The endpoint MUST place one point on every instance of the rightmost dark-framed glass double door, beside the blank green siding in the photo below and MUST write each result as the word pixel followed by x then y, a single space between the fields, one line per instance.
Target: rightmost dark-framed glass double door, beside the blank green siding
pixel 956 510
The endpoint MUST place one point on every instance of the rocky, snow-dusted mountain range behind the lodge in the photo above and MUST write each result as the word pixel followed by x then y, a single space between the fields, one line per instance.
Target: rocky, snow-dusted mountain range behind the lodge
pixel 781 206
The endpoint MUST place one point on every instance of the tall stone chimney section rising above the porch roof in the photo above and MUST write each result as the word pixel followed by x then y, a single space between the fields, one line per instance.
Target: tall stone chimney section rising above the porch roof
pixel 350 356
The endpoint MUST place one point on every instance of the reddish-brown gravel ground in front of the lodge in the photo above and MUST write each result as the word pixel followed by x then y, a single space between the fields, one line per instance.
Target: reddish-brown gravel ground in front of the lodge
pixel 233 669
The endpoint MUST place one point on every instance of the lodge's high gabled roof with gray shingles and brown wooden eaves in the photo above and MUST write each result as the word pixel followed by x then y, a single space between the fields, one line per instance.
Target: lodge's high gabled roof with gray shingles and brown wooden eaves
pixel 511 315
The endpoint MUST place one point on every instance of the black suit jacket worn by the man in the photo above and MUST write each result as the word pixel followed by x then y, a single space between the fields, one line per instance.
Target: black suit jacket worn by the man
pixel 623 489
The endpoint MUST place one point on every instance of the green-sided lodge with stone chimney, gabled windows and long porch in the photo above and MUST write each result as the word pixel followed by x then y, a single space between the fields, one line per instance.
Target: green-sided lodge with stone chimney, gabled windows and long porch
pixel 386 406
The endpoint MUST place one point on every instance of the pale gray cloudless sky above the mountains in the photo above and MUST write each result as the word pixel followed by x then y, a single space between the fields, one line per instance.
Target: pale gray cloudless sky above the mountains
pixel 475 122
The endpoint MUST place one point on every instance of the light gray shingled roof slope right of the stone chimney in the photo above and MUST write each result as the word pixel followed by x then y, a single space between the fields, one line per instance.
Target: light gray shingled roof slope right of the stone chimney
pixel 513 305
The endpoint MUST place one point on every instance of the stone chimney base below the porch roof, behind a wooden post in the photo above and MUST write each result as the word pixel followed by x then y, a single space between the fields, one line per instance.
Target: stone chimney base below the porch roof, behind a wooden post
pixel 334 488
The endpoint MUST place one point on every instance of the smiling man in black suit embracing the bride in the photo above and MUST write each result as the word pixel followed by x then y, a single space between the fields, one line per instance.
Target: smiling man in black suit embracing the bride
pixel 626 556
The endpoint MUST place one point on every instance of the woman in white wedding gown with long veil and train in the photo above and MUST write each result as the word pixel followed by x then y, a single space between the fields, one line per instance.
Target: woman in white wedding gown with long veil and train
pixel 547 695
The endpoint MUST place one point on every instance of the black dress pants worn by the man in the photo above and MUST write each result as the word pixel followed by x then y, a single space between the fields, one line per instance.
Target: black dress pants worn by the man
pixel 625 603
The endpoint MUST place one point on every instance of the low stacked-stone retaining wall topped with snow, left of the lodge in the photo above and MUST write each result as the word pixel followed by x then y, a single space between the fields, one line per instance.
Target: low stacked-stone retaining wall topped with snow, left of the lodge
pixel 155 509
◇ ◇ ◇ ◇
WHAT IS NEEDED: Every line above should be printed again exactly as it stands.

EXERCISE ANSWER:
The endpoint MUST place one point on every instance of the rightmost dark-framed glass double door, beside the blank green siding in the photo below and MUST write each result as the word pixel followed by x then y, a single space between the fields, one line per instance.
Target: rightmost dark-framed glass double door, beside the blank green siding
pixel 956 510
The endpoint MUST place one point on every instance of the rocky, snow-dusted mountain range behind the lodge in the photo above and MUST write each result as the word pixel followed by x then y, a single space between the fields, one line per instance.
Target: rocky, snow-dusted mountain range behind the lodge
pixel 781 206
The endpoint MUST place one point on every instance of the tall stone chimney section rising above the porch roof in the photo above and MUST write each result as the word pixel followed by x then y, a single space between the fields, one line per instance.
Target: tall stone chimney section rising above the porch roof
pixel 350 356
The endpoint MUST place one point on every instance of the reddish-brown gravel ground in front of the lodge in the photo above and MUST write each result as the word pixel followed by x then y, a single space between the fields, one line per instance.
Target: reddish-brown gravel ground in front of the lodge
pixel 233 669
The endpoint MUST place one point on every instance of the lodge's high gabled roof with gray shingles and brown wooden eaves in the photo above and MUST write each result as the word pixel followed by x then y, a single space between the fields, one line per instance.
Target: lodge's high gabled roof with gray shingles and brown wooden eaves
pixel 511 315
The endpoint MUST place one point on every instance of the black suit jacket worn by the man in the photo above and MUST write each result as the word pixel followed by x then y, a single space between the fields, one line per instance.
Target: black suit jacket worn by the man
pixel 623 489
The endpoint MUST place one point on every instance of the green-sided lodge with stone chimney, gabled windows and long porch in the photo above and MUST write each result as the word pixel followed by x then y, a single space between the fields, one line per instance.
Target: green-sided lodge with stone chimney, gabled windows and long porch
pixel 386 406
The endpoint MUST place one point on every instance of the pale gray cloudless sky above the mountains in the photo above and MUST write each result as the word pixel followed by x then y, a single space between the fields, one line per instance.
Target: pale gray cloudless sky above the mountains
pixel 475 122
The endpoint MUST place one point on every instance of the light gray shingled roof slope right of the stone chimney in the photo above and MUST write each result as the word pixel followed by x then y, a single space between the fields, one line per instance.
Target: light gray shingled roof slope right of the stone chimney
pixel 513 305
The endpoint MUST place one point on every instance of the stone chimney base below the porch roof, behind a wooden post in the photo above and MUST write each result as the word pixel followed by x then y, a single space between the fields, one line per instance.
Target: stone chimney base below the porch roof, behind a wooden post
pixel 334 488
The endpoint MUST place one point on every instance of the smiling man in black suit embracing the bride in the photo above and MUST write each result as the word pixel followed by x then y, a single space between the fields, one line per instance.
Target: smiling man in black suit embracing the bride
pixel 626 556
The endpoint MUST place one point on every instance of the woman in white wedding gown with long veil and train in the photo above and MUST write each result as the word pixel followed by x then y, a single space between the fields, one line per instance.
Target: woman in white wedding gown with long veil and train
pixel 547 695
The endpoint MUST place one point on every instance of the black dress pants worn by the man in the photo above and MUST write each result as the word pixel followed by x then y, a single space between the fields, one line per instance.
Target: black dress pants worn by the man
pixel 625 603
The endpoint MUST place one point on every instance of the low stacked-stone retaining wall topped with snow, left of the lodge in the photo above and MUST write each result as the word pixel followed by x then y, a single space between the fields, one line per instance.
Target: low stacked-stone retaining wall topped with snow, left of the lodge
pixel 155 509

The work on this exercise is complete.